• _TUJUAN 1_
Jawab pertanyaan berikut berdasarkan tulisan tentang Rebo Wekasan:
(a) Berapa lembar isi buku kecil yang dibawakan kepada pemuda asal Banten itu?
(b) Apa judul buku Pijper dalam bahasa Indonesia?
(c) Tiga daerah mana yang dipilih Pijper di Jawa Barat?

• _KUTIPAN DOKUMEN_
******

Rebo wekasan menjadi perdebatan, tidak hanya oleh agamawan tapi juga para antropolog. Tulisan ini coba mengulik hal itu dalam tradisi sosial-keagamaan di Indonesia.
Seorang Indonesia yang ternama dan terpelajar yang dilahirkan di Banten, pada suatu hari menunjukkan kepada saya sebuah buku kecil terdiri dari enam lembar yang dibawhakan kepadanya Ketika ia belajar sebagai seorang pemuda berangkat ke negeri Belanda untuk belajar. Buku itu terdiri dari enam lembar, supaya ia dapat menyelesaikan studinya dalam waktu enam tahun, dan tiap-tiap tahun pada hari Rebo anu akhir bulan Safar ia harus menggunakan satu lembar, yaitu direndam dalam air, kemudian minum airnya dan mandi dengannya; enam lembar itu ditulisi “wafak” dan sebuah doa. (G.F. Pijper, 1984: 157)
Kutipan di atas menyiratkan secara jelas mengenai sakralitas hari Rabu terakhir di bulan Safar (Rebo wekasan). Pijper tidak menjelaskan siapa pemuda yang ia maksud dalam cerita di atas. Besar kemungkinan yang dimaksud Pijper adalah Hossein Djayadiningrat. Sebab, buku tersebut merupakan hasil riset yang ia lakukan di awal abad 20, sedangkan Hossein sendiri adalah satu-satunya (?) mahasiswa asal Banten yang mengenyam pendidikan di Leiden di kisaran tahun tersebut.
Satu bab yang menarik perhatian saya dari buku yang ditulis oleh Pijper adalah sebuah ulasan tentang fenomena “Rebo Wekasan”. Buku yang ditulis oleh G.F. Pijper, antropolog Belanda, ini diterbitkan dalam bahasa Indonesia dengan judul “Beberapa Studi tentang Sejarah Islam Indonesia 1900-1950. Ia memotret secara langsung aktivitas yang dilakukan oleh masyarakat Muslim Indonesia di seperempat awal abad ke-20.
Berdasarkan informasi yang ia terima, Rebo Wekasan, menurutnya, paling banyak dirayakan oleh masyarakat Muslim di daerah Sumatera. Sebaliknya, di daerah-daerah lain seperti di Jawa, Kalimantan, Sulawesi, Ternate, Kepulauan Ambon, Banda, dan Timor.
baca juga: rebo wekasan dan tradisi di Nusantara
Di seperempat kedua abad ke-20, kisaran tahun 1925 hingga 1950, Pijper kemudian melakukan pengamatan terkait fenomena Rebo Wekasan di beberapa daerah di Jawa Barat. Ia memilih tiga daerah: Banten, Priangan, dan DKI Jakarta.

******

• _Entri dataset anotasi_
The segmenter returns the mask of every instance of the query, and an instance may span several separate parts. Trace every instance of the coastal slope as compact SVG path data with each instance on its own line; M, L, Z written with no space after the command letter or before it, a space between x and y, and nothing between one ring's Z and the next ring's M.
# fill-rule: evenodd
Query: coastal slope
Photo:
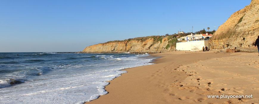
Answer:
M91 53L154 53L174 49L176 38L152 36L114 41L87 47L81 52Z
M237 1L238 2L238 1ZM259 0L231 15L213 34L209 44L211 48L252 47L259 34Z

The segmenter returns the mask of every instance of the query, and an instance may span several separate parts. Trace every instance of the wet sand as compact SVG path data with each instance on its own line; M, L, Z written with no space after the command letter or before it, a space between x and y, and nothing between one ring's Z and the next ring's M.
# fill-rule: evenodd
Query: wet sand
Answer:
M109 81L109 93L86 104L256 104L259 102L258 53L156 53L156 64L125 69ZM251 95L253 98L208 98Z

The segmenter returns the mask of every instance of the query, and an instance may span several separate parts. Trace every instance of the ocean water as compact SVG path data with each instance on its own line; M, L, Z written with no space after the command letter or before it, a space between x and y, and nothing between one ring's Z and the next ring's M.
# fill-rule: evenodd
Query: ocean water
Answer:
M17 56L17 54L18 56ZM0 53L0 103L82 103L107 93L106 82L148 65L147 54Z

******

• _TUJUAN 2_
Tukar "ocean water" dengan "sea water" di daftar, mulai dari baris yang memuat "of the ocean" sampai dengan baris terakhir daftar. Tuliskan ulang hanya baris-baris itu, dengan bagian lainnya tetap sama.

• _JAWABAN LENGKAP 1_
(a) Enam lembar.
(b) "Beberapa Studi tentang Sejarah Islam Indonesia 1900-1950".
(c) Banten, Priangan, dan DKI Jakarta.

• _JAWABAN LENGKAP 2_
The segmenter returns the mask of every instance of the query, and an instance may span several separate parts. Trace every instance of the sea water as compact SVG path data with each instance on its own line; M, L, Z written with no space after the command letter or before it, a space between x and y, and nothing between one ring's Z and the next ring's M.
# fill-rule: evenodd
Query: sea water
Answer:
M17 56L17 54L18 56ZM0 53L0 103L82 103L107 93L106 82L148 65L147 54Z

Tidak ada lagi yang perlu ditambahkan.